**Required actions:**
1 – In the piece on Papa Joe Simpson, copy the stretch from "Of course such" through "with Papa Joe...", swapping "youth group" for "church group".
2 – In the piece on Papa Joe Simpson, on what TV program does he reveal that Tina was originally one of his "youths"?

**Source text:**
########

Of course such sleezy behavior isn't limited to his relationships with his daughters; the story of his early courtship with wife Tina is equally disturbing. On the E! True Hollywood story for Jessica, Ashlee, and the Simpson Family, Papa Joe reveals that Tina was originally -- and this is his word -- one of his "youths." That is to say, Tina was in the youth group Joe ministered. So before he was her boyfriend he was her youth minister. And he certainly seems to like being the kingpin of his daughters' cabal, which naturally includes a number of Jessica and Asslee's young female friends and assistants. I don't even want to think about the sort of relationship Cacee Cobb might have with Papa Joe...

But let's address that minister thing. People are always talking about how Papa Joe was some youth minister as though that was a vocation equivalent in prestige and virtue to being an actual minister or priest or a rabbi or some other religious leader. I'm not sure, but I don't think you have to go through a whole lot of extensive training to be a youth minister in some crappy Texas town. I'm pretty sure you just have to like (or pretend to like) reading the bible with young people. And I don't mean to sound cynical, but it's not as though some creep
hasn't ever used religion as a pretense to get closer to vulnerable young people before. I'm just sayin'.

Without a doubt, "Papa Joe" Simpson has done more than enough to earn the title of "Annoying Boy of the Year." These days
Jessica Simpson is getting divorced and sister Asslee is in the hospital (for, what else -- "exhaustion"). And, as if that wasn't enough, we also have him to thank for exposing us to all things related to Ryan Cabrera, the horror that was Fabian Basabe et al in the hideously insipid Filthy Rich Cattle Drive, AND the recent signing of none other than Laguna Beach's King Dunce Talan Torriero to Papa Joe records.

########

**Data for analysis:**
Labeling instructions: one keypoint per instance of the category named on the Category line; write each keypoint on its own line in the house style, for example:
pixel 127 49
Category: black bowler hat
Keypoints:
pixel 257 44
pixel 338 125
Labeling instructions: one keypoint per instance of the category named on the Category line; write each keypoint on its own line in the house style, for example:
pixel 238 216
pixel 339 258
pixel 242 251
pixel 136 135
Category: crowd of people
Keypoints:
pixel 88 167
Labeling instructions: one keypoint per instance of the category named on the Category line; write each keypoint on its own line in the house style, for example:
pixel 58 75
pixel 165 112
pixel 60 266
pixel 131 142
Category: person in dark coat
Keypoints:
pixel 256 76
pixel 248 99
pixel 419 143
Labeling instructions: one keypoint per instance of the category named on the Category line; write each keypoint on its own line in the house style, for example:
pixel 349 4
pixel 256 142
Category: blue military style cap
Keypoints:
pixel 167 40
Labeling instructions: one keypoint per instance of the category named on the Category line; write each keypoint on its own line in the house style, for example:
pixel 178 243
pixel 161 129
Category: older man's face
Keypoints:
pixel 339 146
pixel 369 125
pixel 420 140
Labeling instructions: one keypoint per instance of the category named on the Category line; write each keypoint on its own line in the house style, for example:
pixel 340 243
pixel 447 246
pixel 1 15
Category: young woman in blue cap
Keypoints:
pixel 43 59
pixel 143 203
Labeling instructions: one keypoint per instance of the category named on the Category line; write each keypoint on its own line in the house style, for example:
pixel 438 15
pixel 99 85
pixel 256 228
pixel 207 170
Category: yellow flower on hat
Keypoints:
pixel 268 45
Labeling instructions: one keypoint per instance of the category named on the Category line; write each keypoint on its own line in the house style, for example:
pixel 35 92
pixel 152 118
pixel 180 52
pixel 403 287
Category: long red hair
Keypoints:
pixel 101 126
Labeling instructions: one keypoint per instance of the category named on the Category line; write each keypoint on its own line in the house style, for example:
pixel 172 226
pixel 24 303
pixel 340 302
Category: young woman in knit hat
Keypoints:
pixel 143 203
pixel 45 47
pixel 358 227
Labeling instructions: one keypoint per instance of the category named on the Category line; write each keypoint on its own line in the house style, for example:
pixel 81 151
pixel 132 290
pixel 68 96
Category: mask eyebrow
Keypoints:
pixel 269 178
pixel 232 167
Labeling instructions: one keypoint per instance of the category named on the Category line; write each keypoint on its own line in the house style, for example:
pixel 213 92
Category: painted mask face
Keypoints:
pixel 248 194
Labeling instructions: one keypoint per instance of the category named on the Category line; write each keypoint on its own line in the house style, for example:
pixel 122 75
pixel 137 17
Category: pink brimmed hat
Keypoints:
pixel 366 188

########

**Solutions by task:**
1 –
Of course such sleezy behavior isn't limited to his relationships with his daughters; the story of his early courtship with wife Tina is equally disturbing. On the E! True Hollywood story for Jessica, Ashlee, and the Simpson Family, Papa Joe reveals that Tina was originally -- and this is his word -- one of his "youths." That is to say, Tina was in the church group Joe ministered. So before he was her boyfriend he was her youth minister. And he certainly seems to like being the kingpin of his daughters' cabal, which naturally includes a number of Jessica and Asslee's young female friends and assistants. I don't even want to think about the sort of relationship Cacee Cobb might have with Papa Joe...

2 – The E! True Hollywood Story for Jessica, Ashlee, and the Simpson Family.